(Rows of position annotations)
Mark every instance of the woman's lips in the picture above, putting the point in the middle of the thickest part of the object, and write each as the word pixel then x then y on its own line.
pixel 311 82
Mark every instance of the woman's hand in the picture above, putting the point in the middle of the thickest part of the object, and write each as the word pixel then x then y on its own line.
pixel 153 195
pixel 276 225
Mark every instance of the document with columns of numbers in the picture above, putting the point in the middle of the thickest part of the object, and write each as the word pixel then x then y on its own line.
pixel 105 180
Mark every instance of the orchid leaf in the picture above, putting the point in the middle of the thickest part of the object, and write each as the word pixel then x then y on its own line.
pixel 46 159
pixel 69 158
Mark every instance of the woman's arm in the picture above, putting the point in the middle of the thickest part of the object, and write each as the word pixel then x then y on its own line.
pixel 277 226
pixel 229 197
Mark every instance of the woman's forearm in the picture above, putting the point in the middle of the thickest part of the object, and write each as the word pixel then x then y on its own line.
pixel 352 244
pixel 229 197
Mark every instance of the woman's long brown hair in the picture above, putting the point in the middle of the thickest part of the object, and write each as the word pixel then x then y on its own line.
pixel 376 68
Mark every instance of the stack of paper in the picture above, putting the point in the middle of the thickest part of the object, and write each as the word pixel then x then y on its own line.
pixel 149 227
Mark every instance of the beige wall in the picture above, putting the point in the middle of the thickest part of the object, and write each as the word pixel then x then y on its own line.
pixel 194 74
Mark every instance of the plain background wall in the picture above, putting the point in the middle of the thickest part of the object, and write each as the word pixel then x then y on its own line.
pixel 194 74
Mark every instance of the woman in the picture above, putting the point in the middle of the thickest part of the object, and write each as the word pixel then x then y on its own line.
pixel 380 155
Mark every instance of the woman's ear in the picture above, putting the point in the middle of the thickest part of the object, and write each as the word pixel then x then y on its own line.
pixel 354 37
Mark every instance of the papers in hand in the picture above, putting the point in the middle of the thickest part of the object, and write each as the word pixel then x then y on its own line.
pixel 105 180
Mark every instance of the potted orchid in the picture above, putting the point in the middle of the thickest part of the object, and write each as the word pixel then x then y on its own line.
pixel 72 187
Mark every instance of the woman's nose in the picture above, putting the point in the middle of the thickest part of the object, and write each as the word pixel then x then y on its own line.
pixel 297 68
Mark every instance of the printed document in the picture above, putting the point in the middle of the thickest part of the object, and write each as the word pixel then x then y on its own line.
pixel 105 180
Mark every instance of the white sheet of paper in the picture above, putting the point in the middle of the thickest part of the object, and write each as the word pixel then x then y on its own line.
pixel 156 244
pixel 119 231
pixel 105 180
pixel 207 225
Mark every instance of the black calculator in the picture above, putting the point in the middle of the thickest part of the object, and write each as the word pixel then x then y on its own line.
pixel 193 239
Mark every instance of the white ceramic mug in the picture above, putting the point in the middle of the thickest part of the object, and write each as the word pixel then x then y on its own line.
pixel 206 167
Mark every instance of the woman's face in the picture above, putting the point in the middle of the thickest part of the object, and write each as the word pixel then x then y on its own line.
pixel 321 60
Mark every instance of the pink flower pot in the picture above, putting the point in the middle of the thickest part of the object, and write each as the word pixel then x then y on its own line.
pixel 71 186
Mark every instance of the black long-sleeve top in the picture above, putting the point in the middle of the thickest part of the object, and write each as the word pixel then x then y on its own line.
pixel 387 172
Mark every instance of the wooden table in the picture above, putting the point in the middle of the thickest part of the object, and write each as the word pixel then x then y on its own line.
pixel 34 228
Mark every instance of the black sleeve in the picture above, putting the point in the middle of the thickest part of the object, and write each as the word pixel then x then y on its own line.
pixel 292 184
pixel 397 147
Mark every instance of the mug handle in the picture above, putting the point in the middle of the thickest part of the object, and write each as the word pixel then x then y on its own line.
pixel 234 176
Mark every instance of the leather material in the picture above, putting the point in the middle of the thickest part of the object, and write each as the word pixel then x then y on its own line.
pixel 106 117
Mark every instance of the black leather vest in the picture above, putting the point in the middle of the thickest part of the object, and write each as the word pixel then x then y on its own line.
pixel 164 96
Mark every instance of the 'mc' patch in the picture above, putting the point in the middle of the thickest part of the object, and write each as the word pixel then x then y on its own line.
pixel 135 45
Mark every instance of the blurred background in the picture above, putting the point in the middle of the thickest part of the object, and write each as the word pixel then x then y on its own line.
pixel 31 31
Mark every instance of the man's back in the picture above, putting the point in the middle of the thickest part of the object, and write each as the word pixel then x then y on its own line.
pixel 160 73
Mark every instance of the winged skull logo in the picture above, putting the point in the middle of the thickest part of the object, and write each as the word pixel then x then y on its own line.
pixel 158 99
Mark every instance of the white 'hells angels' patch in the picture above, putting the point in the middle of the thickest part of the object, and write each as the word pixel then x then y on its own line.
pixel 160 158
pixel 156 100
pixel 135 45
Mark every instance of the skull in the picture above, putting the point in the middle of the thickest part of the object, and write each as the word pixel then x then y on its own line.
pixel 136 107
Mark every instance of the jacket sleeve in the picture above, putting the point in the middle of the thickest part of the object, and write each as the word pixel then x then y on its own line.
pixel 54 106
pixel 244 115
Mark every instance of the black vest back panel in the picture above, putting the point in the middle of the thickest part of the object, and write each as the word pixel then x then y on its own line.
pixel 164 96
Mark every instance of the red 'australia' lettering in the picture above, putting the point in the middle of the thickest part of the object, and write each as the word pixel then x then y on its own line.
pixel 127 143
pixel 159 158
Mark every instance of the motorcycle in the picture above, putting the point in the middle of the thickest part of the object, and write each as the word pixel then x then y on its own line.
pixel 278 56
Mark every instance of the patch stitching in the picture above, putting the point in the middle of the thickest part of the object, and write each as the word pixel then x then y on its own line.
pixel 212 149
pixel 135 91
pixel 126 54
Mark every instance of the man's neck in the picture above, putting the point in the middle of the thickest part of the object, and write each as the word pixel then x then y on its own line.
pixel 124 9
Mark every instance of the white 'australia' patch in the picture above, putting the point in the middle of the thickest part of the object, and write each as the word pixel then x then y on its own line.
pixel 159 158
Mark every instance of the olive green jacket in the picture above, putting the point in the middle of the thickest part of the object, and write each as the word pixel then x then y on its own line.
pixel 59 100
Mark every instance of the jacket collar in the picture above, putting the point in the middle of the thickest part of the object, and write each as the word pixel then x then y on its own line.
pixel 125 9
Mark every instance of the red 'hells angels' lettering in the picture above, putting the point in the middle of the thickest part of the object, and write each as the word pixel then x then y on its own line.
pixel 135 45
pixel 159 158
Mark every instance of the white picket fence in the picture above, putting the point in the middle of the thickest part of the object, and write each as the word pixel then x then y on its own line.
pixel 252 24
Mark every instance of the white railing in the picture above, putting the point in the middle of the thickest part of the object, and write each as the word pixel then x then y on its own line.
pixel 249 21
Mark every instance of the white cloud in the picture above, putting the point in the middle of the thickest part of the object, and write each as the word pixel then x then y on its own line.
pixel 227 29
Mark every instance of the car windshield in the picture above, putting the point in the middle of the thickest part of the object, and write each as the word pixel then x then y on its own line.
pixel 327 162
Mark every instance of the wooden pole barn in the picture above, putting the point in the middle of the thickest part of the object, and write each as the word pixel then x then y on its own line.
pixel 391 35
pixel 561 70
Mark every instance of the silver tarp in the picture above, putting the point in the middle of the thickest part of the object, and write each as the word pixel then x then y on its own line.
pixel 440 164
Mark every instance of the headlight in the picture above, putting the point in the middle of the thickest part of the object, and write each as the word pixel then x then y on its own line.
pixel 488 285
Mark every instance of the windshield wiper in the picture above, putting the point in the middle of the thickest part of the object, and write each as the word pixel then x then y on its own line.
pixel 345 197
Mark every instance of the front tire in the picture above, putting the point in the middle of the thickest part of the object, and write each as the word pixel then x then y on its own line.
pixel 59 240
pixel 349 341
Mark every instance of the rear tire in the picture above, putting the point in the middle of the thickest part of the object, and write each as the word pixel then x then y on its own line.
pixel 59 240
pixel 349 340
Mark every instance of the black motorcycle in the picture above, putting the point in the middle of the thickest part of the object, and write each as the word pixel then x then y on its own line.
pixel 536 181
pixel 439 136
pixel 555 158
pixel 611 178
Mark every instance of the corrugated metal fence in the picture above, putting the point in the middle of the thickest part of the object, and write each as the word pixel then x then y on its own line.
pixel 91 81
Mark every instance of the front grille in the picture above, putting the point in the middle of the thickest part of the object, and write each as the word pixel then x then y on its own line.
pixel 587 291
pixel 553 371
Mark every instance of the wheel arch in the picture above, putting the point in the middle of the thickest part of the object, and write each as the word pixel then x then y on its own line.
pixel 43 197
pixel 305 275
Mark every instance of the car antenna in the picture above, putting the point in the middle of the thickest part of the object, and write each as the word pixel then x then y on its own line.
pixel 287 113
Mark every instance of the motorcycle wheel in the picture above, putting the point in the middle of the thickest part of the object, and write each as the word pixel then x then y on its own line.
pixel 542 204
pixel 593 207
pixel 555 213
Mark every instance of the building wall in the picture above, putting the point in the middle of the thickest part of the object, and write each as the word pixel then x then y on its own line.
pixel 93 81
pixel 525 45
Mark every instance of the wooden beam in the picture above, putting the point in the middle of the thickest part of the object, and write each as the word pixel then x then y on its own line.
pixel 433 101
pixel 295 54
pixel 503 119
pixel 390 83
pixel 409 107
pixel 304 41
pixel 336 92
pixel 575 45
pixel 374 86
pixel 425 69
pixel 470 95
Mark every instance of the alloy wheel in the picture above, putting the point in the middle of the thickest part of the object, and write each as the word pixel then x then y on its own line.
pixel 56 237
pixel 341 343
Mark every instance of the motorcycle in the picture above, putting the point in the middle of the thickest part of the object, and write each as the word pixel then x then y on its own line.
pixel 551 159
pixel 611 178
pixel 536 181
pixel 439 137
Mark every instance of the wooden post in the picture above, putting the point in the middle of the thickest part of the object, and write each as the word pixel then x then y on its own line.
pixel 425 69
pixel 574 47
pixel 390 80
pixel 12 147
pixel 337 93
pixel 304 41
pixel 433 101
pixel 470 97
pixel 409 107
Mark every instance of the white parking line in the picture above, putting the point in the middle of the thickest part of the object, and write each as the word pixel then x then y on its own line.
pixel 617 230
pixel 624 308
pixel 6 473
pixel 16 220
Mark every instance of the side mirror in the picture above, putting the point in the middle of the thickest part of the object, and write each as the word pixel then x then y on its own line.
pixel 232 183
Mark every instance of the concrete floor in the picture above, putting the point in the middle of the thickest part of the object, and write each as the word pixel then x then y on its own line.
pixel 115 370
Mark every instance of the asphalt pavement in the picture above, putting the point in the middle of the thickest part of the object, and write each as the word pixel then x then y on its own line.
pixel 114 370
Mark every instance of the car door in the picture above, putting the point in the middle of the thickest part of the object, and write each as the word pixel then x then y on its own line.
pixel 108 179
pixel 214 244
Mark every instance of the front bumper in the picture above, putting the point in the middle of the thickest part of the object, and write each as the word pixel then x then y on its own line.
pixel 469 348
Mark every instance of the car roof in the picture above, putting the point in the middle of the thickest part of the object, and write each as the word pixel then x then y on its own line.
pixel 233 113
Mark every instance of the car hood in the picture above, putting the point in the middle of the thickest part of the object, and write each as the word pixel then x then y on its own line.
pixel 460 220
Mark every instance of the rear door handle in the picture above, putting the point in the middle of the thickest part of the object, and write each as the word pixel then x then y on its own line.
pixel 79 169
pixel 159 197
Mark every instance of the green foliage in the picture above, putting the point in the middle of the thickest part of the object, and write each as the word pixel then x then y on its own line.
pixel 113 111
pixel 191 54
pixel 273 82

SHORT PROBLEM:
Copy out, word for word, the lines that begin with the line containing "Mark every instance of the windshield" and continue through the line containing "pixel 349 341", including both of those lines.

TASK RESPONSE:
Mark every instance of the windshield wiper in the picture above, putting the point in the middle of the thickest part of the object, and write each as the word pixel then x then y on its own line.
pixel 345 197
Mark every instance of the front tire in the picture above, putting the point in the middle of the thickest part of the object, and write each as the word pixel then x then y on its own line.
pixel 59 240
pixel 349 341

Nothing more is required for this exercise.